## EXERCISE DESCRIPTION
Repeat each line exactly as it is written.
------------------------------
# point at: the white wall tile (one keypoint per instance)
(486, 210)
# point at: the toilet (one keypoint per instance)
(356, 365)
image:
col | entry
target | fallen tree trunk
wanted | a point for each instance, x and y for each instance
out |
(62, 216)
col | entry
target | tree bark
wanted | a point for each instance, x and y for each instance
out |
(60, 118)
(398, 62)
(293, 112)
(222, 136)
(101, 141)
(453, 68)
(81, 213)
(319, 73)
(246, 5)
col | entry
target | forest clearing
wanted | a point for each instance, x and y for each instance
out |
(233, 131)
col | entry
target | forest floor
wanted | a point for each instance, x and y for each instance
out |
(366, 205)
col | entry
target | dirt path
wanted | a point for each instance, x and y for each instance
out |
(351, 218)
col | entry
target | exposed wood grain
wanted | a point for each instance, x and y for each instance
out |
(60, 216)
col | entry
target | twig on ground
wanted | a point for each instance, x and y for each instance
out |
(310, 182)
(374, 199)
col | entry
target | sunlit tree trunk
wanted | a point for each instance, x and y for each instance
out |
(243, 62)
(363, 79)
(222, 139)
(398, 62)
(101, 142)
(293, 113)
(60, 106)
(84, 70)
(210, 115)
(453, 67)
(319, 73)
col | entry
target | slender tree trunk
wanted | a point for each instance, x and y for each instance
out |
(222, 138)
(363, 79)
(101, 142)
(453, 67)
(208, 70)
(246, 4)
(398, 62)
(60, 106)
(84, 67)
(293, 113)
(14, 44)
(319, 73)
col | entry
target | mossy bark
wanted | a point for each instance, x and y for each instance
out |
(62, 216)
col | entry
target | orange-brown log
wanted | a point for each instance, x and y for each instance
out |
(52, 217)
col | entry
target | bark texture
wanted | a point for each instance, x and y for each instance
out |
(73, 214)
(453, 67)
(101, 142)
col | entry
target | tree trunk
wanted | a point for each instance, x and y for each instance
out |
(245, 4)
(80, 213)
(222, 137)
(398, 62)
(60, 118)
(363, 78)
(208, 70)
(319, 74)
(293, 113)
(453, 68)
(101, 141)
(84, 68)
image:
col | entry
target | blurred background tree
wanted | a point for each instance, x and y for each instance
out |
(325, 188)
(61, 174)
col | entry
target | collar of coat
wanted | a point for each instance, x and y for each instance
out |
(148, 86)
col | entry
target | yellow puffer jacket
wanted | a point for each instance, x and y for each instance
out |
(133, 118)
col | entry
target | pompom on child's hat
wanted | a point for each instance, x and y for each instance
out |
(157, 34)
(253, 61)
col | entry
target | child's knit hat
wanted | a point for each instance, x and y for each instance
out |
------------------------------
## REPLY TO THE EXERCISE
# point at: the white wall tile (one keypoint per instance)
(486, 210)
# point at: the toilet (one keypoint per instance)
(356, 365)
image:
col | entry
target | fallen tree trunk
wanted | a point for each instance, x and y for each instance
out |
(62, 216)
col | entry
target | tree bark
wanted | a point for each instance, x and y for each instance
out |
(60, 118)
(398, 62)
(293, 112)
(222, 136)
(101, 141)
(453, 68)
(81, 213)
(319, 73)
(246, 5)
col | entry
target | forest clearing
wanted | a point for each instance, x and y for each instance
out |
(233, 131)
col | entry
target | forest floor
wanted | a point for each instance, x and y for each instance
out |
(366, 205)
col | entry
target | dirt path
wanted | a point for each instance, x and y for each instance
out |
(351, 218)
col | entry
target | exposed wood grain
wanted | a point for each instance, x and y for each instance
out |
(60, 216)
col | entry
target | twig on ground
wanted | a point for each instance, x and y for each instance
out |
(310, 182)
(374, 199)
col | entry
target | sunlit tree trunk
wanted | a point for each instance, x and y for each instance
out |
(243, 62)
(363, 79)
(222, 139)
(398, 62)
(101, 142)
(293, 113)
(60, 106)
(84, 70)
(210, 115)
(453, 67)
(319, 73)
col | entry
target | slender tree trunk
wanted | a point for each instance, x and y for each instance
out |
(222, 138)
(363, 79)
(101, 142)
(453, 67)
(208, 70)
(246, 4)
(398, 62)
(60, 106)
(84, 67)
(293, 113)
(14, 44)
(319, 73)
col | entry
target | mossy bark
wanted | a point for each instance, x and y for each instance
out |
(62, 216)
col | entry
target | orange-brown log
wanted | a point for each instance, x and y for each instance
out |
(52, 217)
col | entry
target | bark texture
wanted | a point for each instance, x and y for each instance
out |
(73, 214)
(453, 67)
(101, 142)
col | entry
target | tree trunk
wanted | a point for each instance, x and y for each instance
out |
(245, 4)
(80, 213)
(222, 137)
(398, 62)
(60, 118)
(363, 78)
(208, 70)
(319, 74)
(293, 113)
(453, 68)
(101, 141)
(84, 68)
image:
col | entry
target | blurred background tree
wanted | a point for each instance, x and y for each instance
out |
(325, 188)
(61, 174)
col | entry
target | collar of coat
wanted | a point for each instance, x and y for each instance
out |
(148, 86)
col | entry
target | yellow puffer jacket
wanted | a point for each instance, x and y for each instance
out |
(133, 118)
col | entry
target | pompom on child's hat
wanted | a point for each instance, x and y for each instance
out |
(157, 34)
(253, 61)
col | entry
target | child's knit hat
wanted | a point for each instance, x and y for each instance
out |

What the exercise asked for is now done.